**GIVEN PROBLEM**: Write the next part of the comment thread on the Frost family and the dead preacher, picking up right after its final line.

**DOCUMENT TEXT**:
Of course, there is another significant difference between what's going on with the sad death of the preacher and what's going on with the Frosts. Yes, in both cases someone *could* claim "invasion of privacy" or "private lives being used as weapons in a partisan debate" and frame the two cases in such a way that made them equivalent. That misses the biggest difference.

In the case of conservative bloggers and the Frosts, they are pushing false information to attack the Frosts. It isn't that they are going after the family or whether or not they should be fair game, its that the arguments they use are shoddy, deceitful and false. In reality, the Frosts are a good example of why S-CHIP is needed. In the case of the liberal bloggers and the dead preacher, folks are simply linking to a document and making comments like "wow, funny who supports the anti-gay agenda isn't it?" In terms of whether or not something is true, the two cases have *nothing* in common.

And yes, its debatable how much of someone's "private" life remains private when they enter the public arena . . . but come on, saying stuff that isn't true about someone is way different than saying stuff that is true, no matter whether it is public or private information.

Look, what's objectionable about the treatment of the Frost family by Malkin and other right wingnutsis not that the right wingnuts looked at matters of public record regarding the Frosts' finances. That's the price one pays for taking part in public controversy.

What's objectionable about what happened to the Frosts was (1) most of the claims about the family's finances turned out to be willful distortions or flat-out lies, and (2) the rightwingnuts did not limit themselves to googling the Frost family, or searching courthouse documents--they started lurking about the Frost house and confronting their neighbors, co-workers and friends.

If you think these two instances are equivalent, you have a problem telling right from wrong.

Roger: I think raw story grabbing a police report is, contra you, a pretty big reach into this guy's family's privacy

Well, you're wrong. The report doesn't reveal anything at all about his family (except that he's probably married - the corpse was wearing a "yellow metal ring"). I've read the various writeups, and I haven't learned anything about his family. What's his wife's name? No idea. What does she think about this? No idea. Has he got any kids? No idea.

His privacy has been invaded, true, but I think there's a pretty good case for arguing that, just as the dead cannot be libelled, they cannot suffer from an invasion of privacy.

Wouldn't that be an awfully difficult maneuver to perform by yourself?

(1) Practice, practice, practice!

(2) Evidently, he didn't have it quite perfected yet, or we wouldn't know about it.

What apostropher said. How did he do that? Did he have any help?

**DATA PROVIDED**:
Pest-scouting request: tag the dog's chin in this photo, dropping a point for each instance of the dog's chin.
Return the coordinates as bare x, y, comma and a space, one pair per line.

**ANSWER FOR THE TASK**:
Whem someone kills himself in a particularly unusual way, I think he has no reasonable explactation of privacy.

For starters, he is bit too stiff to expect anything. But if you do stuff so bizarre, so ghastly and hilarious in the same time, how can you expect people to just shrug it off, say, "rest in piece" and continue with their daily lives with NARY A REMARK TO THEIR FRIENDS OR CO-BLOGGERS?

Mind you, nothing much happens in Iraq right now, the most recent news from DC is that Democrats can be whores to the least deserving beneficiaries of tax loopholes (oh, surprise!), etc.

And we learn! In one blog, I learned why condom around dildo was useful, and here, why two wetsuits are really two pieces of one warm suit.

And we can get money making ideas! Someone should make a self-asphyxiation contraption with electronic controls that would make such an accident almost impossible. Perhaps in the form of an attachment to some Nautilus-like machine. Think of all families that could be spared the grief!

I realized that while it is OK to say "rest in piece", it is not quite OK to write it.

A more serious remark: Russian (which I only somewhat familiar with) has some neat words for person who do certain stuff together. Sotrudnik-s work together (or "share toil"), sputnik-s ytavel together (or "share the road"), sobutylniks drink together (or, "share a bottle"), sovremennin-s are contemorary with each other (or, "share time"), it that vein, soblogger could be a useful word, or "scommenter" or "stroll".

This is "news" because it's weird--and sadly funny. Stop being such relativists for a moment. I realize there are people who have all sorts of odd sex practices. We're supposed to be accepting, I think, but often we're not, because stuff is just plain weird.


Comments closed October 24, 2007.

Copyright © 2008 by The Atlantic Monthly Group. All rights reserved.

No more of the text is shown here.